◆ Aim of the exercise
An exact copy of all entries is the expected answer.

◆ Supplied data
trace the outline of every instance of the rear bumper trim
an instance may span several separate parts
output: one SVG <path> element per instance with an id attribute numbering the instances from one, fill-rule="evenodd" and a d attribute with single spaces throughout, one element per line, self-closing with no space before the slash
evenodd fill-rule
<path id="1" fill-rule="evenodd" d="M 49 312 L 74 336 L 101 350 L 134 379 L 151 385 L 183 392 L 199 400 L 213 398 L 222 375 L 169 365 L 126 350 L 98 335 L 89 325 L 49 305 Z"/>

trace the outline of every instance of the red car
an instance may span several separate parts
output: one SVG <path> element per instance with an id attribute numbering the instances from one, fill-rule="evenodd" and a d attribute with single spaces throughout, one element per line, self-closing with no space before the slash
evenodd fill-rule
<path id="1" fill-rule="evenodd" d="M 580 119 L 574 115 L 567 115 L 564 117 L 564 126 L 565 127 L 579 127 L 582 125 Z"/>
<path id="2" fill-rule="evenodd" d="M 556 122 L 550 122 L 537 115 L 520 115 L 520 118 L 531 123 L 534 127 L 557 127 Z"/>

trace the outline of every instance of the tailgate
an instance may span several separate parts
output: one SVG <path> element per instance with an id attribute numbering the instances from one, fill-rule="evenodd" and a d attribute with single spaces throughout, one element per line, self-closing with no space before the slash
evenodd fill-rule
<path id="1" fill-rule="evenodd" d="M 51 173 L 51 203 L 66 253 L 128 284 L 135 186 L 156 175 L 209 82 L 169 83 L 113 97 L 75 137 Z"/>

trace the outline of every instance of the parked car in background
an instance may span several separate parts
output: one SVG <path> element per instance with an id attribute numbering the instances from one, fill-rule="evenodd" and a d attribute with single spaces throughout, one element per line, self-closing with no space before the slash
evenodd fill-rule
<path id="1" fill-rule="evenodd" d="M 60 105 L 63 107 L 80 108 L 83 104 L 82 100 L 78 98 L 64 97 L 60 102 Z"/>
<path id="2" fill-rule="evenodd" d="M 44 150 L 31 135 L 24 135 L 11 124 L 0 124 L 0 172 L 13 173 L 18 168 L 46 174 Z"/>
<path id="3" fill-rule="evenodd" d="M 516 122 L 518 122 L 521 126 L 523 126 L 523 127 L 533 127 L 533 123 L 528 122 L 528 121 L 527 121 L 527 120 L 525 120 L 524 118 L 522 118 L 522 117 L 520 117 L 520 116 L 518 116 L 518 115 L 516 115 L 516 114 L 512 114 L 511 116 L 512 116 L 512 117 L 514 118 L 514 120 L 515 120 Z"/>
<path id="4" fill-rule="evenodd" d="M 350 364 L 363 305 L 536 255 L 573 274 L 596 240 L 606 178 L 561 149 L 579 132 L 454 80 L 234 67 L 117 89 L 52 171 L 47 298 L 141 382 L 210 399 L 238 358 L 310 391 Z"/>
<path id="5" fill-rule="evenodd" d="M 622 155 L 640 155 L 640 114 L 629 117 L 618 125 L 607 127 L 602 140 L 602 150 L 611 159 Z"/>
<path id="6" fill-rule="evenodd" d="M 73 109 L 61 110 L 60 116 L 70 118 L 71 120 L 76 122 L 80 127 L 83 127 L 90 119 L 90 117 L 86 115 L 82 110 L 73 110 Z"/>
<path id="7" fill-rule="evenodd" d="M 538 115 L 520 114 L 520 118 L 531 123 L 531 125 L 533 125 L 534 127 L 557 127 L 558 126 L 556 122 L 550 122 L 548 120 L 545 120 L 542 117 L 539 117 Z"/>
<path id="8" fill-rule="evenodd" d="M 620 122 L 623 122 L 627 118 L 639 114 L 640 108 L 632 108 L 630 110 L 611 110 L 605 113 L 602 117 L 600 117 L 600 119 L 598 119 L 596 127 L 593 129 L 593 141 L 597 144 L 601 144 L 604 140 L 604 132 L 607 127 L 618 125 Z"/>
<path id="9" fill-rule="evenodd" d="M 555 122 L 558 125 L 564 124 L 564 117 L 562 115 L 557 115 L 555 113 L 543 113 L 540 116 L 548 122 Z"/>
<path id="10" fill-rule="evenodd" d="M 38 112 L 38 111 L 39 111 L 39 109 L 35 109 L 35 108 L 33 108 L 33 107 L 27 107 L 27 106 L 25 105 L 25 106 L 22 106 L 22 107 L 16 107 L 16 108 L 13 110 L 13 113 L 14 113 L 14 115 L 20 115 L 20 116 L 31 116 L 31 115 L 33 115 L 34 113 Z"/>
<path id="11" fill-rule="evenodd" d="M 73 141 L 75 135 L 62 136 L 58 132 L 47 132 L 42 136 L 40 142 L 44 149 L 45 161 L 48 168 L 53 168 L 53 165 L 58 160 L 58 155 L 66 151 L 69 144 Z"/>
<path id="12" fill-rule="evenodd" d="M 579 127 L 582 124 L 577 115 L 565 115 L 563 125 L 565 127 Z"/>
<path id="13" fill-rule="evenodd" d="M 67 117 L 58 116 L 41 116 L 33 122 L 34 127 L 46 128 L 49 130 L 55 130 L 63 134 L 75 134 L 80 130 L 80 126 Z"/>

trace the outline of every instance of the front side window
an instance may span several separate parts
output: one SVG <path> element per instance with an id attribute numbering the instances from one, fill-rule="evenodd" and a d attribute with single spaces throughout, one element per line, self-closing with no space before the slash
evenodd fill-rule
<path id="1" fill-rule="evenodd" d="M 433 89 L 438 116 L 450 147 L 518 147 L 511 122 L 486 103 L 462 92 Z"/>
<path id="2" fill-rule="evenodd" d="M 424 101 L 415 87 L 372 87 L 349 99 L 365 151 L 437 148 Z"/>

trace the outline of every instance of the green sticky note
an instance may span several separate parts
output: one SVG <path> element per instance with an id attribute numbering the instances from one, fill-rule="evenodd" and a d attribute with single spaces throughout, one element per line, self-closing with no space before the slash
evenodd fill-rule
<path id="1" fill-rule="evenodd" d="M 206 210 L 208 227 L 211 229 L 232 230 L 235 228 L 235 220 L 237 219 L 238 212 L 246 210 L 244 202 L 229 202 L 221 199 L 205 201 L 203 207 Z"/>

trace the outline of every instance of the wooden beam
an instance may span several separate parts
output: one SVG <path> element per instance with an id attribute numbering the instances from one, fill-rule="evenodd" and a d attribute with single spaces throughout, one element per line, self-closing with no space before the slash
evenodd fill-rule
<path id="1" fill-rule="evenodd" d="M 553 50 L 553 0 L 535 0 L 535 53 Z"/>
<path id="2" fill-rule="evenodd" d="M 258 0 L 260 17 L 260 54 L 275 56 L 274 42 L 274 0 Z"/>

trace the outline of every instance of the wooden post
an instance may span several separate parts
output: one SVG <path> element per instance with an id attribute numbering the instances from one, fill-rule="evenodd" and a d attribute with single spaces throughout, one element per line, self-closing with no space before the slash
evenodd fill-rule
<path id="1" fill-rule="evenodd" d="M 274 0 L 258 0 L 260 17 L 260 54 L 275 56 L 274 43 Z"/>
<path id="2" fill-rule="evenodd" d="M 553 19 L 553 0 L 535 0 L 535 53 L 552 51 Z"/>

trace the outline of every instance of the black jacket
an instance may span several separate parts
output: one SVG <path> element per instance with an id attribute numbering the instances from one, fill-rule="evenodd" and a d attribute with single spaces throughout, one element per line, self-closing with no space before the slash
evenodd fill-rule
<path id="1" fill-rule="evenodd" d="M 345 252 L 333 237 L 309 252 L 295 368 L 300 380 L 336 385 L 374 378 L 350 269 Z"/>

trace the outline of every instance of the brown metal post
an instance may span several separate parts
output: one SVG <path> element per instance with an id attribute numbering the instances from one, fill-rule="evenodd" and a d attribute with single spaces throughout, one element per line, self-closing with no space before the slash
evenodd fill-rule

◆ Completed task
trace the outline of every instance of the rear bumper trim
an instance may span several separate parts
output: one SVG <path> element per instance with an id attribute numbering the instances from one, fill-rule="evenodd" and a d attribute with single spaces throughout, one element per line, self-closing with no space before the slash
evenodd fill-rule
<path id="1" fill-rule="evenodd" d="M 49 312 L 74 336 L 101 350 L 134 379 L 151 385 L 183 392 L 199 400 L 213 398 L 222 375 L 169 365 L 126 350 L 98 335 L 89 325 L 49 305 Z"/>

trace the outline of every instance of the red car
an instance may span several separate parts
output: one SVG <path> element per instance with an id attribute numbering the instances from one, fill-rule="evenodd" and a d attribute with single spaces throughout, one element per line, self-closing with no space before the slash
evenodd fill-rule
<path id="1" fill-rule="evenodd" d="M 580 119 L 574 115 L 567 115 L 564 117 L 564 126 L 565 127 L 579 127 L 582 125 Z"/>
<path id="2" fill-rule="evenodd" d="M 556 122 L 550 122 L 537 115 L 520 115 L 520 118 L 531 123 L 534 127 L 557 127 Z"/>

trace the outline of every instance of the tailgate
an instance may span several separate parts
output: one SVG <path> element per instance with an id attribute numbering the instances from one, fill-rule="evenodd" and a d attribute with single spaces throughout, one element per line, self-closing with no space before the slash
evenodd fill-rule
<path id="1" fill-rule="evenodd" d="M 51 173 L 51 203 L 66 253 L 128 284 L 135 186 L 156 175 L 209 82 L 169 83 L 113 97 L 75 137 Z"/>

trace the outline of every instance of the parked car in background
an instance may span several separate parts
output: one SVG <path> element per instance with an id attribute numbering the instances from one, fill-rule="evenodd" and a d attribute with single spaces throughout, one element per line, self-closing with no space before the slash
evenodd fill-rule
<path id="1" fill-rule="evenodd" d="M 60 105 L 63 107 L 80 108 L 83 104 L 82 100 L 78 98 L 64 97 L 60 102 Z"/>
<path id="2" fill-rule="evenodd" d="M 44 150 L 31 135 L 24 135 L 11 124 L 0 124 L 0 172 L 13 173 L 18 168 L 46 174 Z"/>
<path id="3" fill-rule="evenodd" d="M 516 122 L 518 122 L 521 126 L 523 126 L 523 127 L 533 127 L 533 123 L 528 122 L 528 121 L 527 121 L 527 120 L 525 120 L 524 118 L 522 118 L 522 117 L 520 117 L 520 116 L 518 116 L 518 115 L 516 115 L 516 114 L 512 114 L 511 116 L 512 116 L 512 117 L 514 118 L 514 120 L 515 120 Z"/>
<path id="4" fill-rule="evenodd" d="M 350 364 L 363 305 L 536 255 L 573 274 L 596 240 L 606 178 L 561 149 L 579 132 L 454 80 L 234 67 L 117 89 L 52 171 L 47 298 L 141 382 L 210 399 L 238 358 L 310 391 Z"/>
<path id="5" fill-rule="evenodd" d="M 622 155 L 640 155 L 640 114 L 629 117 L 618 125 L 607 127 L 602 140 L 602 150 L 611 159 Z"/>
<path id="6" fill-rule="evenodd" d="M 73 109 L 61 110 L 60 116 L 70 118 L 71 120 L 76 122 L 80 127 L 83 127 L 90 119 L 90 117 L 86 115 L 82 110 L 73 110 Z"/>
<path id="7" fill-rule="evenodd" d="M 538 115 L 520 114 L 520 118 L 531 123 L 531 125 L 533 125 L 534 127 L 557 127 L 558 126 L 556 122 L 550 122 L 548 120 L 545 120 L 542 117 L 539 117 Z"/>
<path id="8" fill-rule="evenodd" d="M 620 122 L 623 122 L 627 118 L 639 114 L 640 108 L 632 108 L 630 110 L 611 110 L 605 113 L 602 117 L 600 117 L 600 119 L 598 119 L 596 127 L 593 129 L 593 141 L 597 144 L 601 144 L 604 140 L 604 132 L 607 127 L 618 125 Z"/>
<path id="9" fill-rule="evenodd" d="M 555 122 L 558 125 L 564 124 L 564 117 L 562 115 L 557 115 L 555 113 L 543 113 L 540 116 L 548 122 Z"/>
<path id="10" fill-rule="evenodd" d="M 38 112 L 38 111 L 39 111 L 39 109 L 35 109 L 35 108 L 33 108 L 33 107 L 27 107 L 27 106 L 25 105 L 25 106 L 22 106 L 22 107 L 16 107 L 16 108 L 13 110 L 13 113 L 14 113 L 14 115 L 20 115 L 20 116 L 31 116 L 31 115 L 33 115 L 34 113 Z"/>
<path id="11" fill-rule="evenodd" d="M 73 141 L 75 135 L 62 136 L 58 132 L 47 132 L 42 136 L 40 142 L 44 149 L 45 161 L 48 168 L 53 168 L 53 165 L 58 160 L 58 155 L 66 151 L 69 144 Z"/>
<path id="12" fill-rule="evenodd" d="M 579 127 L 582 124 L 577 115 L 565 115 L 563 125 L 565 127 Z"/>
<path id="13" fill-rule="evenodd" d="M 67 117 L 58 116 L 41 116 L 33 122 L 34 127 L 46 128 L 49 130 L 55 130 L 63 134 L 75 134 L 80 130 L 80 126 Z"/>

trace the outline of every instance of the front side window
an instance may span several separate parts
output: one SVG <path> element per instance with an id attribute numbering the instances from one, fill-rule="evenodd" and a d attribute with single spaces throughout, one element per line, self-closing with no space before the slash
evenodd fill-rule
<path id="1" fill-rule="evenodd" d="M 433 89 L 438 116 L 450 147 L 518 147 L 511 122 L 486 103 L 462 92 Z"/>
<path id="2" fill-rule="evenodd" d="M 424 101 L 415 87 L 372 87 L 349 99 L 365 151 L 437 148 Z"/>

trace the outline of every instance of the green sticky note
an instance may span several separate parts
output: one SVG <path> element per instance with an id attribute numbering the instances from one, fill-rule="evenodd" and a d attribute with single spaces throughout, one element per line, self-closing with no space before the slash
evenodd fill-rule
<path id="1" fill-rule="evenodd" d="M 206 210 L 208 227 L 211 229 L 232 230 L 235 228 L 235 220 L 237 219 L 238 212 L 246 210 L 244 202 L 229 202 L 221 199 L 205 201 L 203 207 Z"/>

trace the outline of every instance of the wooden beam
an instance may span several separate parts
output: one SVG <path> element per instance with an id attribute numbering the instances from one, fill-rule="evenodd" and a d attribute with single spaces throughout, one element per line, self-closing with no space before the slash
evenodd fill-rule
<path id="1" fill-rule="evenodd" d="M 553 50 L 553 0 L 535 0 L 535 53 Z"/>
<path id="2" fill-rule="evenodd" d="M 258 0 L 260 17 L 260 54 L 275 56 L 274 42 L 274 0 Z"/>

trace the outline of every instance of the wooden post
an instance may span several separate parts
output: one SVG <path> element per instance with an id attribute numbering the instances from one, fill-rule="evenodd" and a d attribute with single spaces throughout, one element per line, self-closing with no space before the slash
evenodd fill-rule
<path id="1" fill-rule="evenodd" d="M 274 0 L 258 0 L 260 17 L 260 54 L 275 56 L 274 43 Z"/>
<path id="2" fill-rule="evenodd" d="M 553 19 L 553 0 L 535 0 L 535 53 L 552 51 Z"/>

trace the outline of every instance of the black jacket
an instance may span several separate parts
output: one SVG <path> element per instance with an id attribute numbering the instances from one, fill-rule="evenodd" and a d attribute with single spaces throughout, one element per line, self-closing with no space before the slash
evenodd fill-rule
<path id="1" fill-rule="evenodd" d="M 345 252 L 333 237 L 309 252 L 295 368 L 300 380 L 336 385 L 374 378 L 350 269 Z"/>

trace the outline of every instance of the brown metal post
an instance may span several separate parts
output: one SVG <path> element per instance with an id attribute numbering the instances from one, fill-rule="evenodd" and a d attribute with single spaces throughout, one element per line, self-closing with no space before the slash
evenodd fill-rule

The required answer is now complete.